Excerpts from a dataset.
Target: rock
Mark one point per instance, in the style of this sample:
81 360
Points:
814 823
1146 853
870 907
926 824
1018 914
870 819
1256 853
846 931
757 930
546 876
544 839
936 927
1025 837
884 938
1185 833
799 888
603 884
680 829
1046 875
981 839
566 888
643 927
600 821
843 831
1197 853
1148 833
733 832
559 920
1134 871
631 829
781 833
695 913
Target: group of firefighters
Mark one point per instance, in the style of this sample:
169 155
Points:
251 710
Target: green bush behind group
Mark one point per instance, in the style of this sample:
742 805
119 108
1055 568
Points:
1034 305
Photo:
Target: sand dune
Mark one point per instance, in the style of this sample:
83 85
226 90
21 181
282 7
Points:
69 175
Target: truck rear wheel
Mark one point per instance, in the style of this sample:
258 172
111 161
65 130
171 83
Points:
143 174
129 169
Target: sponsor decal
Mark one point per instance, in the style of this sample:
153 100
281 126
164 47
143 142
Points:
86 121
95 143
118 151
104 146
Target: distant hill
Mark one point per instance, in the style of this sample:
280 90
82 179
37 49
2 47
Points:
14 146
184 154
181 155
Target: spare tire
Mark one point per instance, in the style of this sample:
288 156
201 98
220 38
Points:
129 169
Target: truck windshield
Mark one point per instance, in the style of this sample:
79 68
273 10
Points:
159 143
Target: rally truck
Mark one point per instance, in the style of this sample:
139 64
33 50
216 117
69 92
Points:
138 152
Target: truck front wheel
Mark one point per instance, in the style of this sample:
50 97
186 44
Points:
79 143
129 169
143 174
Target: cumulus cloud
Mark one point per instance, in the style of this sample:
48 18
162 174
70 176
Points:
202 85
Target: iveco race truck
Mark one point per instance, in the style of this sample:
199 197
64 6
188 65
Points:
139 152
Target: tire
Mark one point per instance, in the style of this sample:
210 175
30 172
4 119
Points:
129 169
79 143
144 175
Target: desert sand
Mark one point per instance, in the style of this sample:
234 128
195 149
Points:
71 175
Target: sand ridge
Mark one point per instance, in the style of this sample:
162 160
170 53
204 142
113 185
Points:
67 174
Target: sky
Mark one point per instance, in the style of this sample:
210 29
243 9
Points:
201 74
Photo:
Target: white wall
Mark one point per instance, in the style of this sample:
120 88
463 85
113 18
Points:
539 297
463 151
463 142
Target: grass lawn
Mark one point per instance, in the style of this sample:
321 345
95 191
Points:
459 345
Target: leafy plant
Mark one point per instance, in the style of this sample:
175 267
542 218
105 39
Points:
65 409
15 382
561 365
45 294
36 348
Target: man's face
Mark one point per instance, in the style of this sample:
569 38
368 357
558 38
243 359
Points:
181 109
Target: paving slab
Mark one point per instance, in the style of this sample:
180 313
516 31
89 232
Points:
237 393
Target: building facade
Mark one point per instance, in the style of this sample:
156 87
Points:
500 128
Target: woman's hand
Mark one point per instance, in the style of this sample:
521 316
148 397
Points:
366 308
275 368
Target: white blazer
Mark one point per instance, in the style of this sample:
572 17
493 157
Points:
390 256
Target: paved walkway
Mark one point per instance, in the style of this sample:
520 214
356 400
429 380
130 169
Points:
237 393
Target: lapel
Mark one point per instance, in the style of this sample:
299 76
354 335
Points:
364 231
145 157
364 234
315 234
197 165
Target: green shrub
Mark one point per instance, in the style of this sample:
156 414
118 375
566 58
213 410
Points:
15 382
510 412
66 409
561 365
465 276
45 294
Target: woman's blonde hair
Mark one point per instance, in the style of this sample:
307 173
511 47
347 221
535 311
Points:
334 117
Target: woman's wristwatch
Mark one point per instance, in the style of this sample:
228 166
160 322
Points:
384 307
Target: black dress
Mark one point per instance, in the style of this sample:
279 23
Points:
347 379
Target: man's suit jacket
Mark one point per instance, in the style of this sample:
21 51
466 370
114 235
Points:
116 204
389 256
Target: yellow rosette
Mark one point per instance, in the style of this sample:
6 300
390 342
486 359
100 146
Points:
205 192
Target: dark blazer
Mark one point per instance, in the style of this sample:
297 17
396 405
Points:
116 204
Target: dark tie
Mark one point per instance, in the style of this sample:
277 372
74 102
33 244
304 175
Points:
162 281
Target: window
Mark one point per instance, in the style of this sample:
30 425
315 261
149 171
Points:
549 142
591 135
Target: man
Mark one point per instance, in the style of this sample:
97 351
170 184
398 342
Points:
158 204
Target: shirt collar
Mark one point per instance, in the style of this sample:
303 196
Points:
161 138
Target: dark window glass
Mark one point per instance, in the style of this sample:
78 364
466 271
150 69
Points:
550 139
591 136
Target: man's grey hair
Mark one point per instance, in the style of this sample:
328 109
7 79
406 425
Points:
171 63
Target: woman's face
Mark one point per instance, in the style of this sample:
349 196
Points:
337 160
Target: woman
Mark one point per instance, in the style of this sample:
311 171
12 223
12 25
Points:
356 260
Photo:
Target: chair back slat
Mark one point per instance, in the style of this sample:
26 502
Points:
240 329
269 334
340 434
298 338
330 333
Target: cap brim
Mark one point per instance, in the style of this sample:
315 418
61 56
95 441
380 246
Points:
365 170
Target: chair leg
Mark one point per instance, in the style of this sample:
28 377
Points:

ACTIVITY. Copy out every line of the data that includes "face".

OUTPUT OF THE EXERCISE.
Target: man's face
Target: woman's face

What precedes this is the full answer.